> **EXERCISE AIM**: Look through the entries below for the string "pink", and copy each line where it is found.

== RECORDS SUPPLIED

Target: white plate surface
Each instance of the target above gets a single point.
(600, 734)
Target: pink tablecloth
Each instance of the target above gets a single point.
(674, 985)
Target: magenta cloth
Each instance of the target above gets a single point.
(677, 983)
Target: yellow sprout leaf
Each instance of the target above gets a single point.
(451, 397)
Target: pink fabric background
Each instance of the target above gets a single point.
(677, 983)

====

> **RESPONSE BOX**:
Target: pink tablecloth
Target: pink fabric background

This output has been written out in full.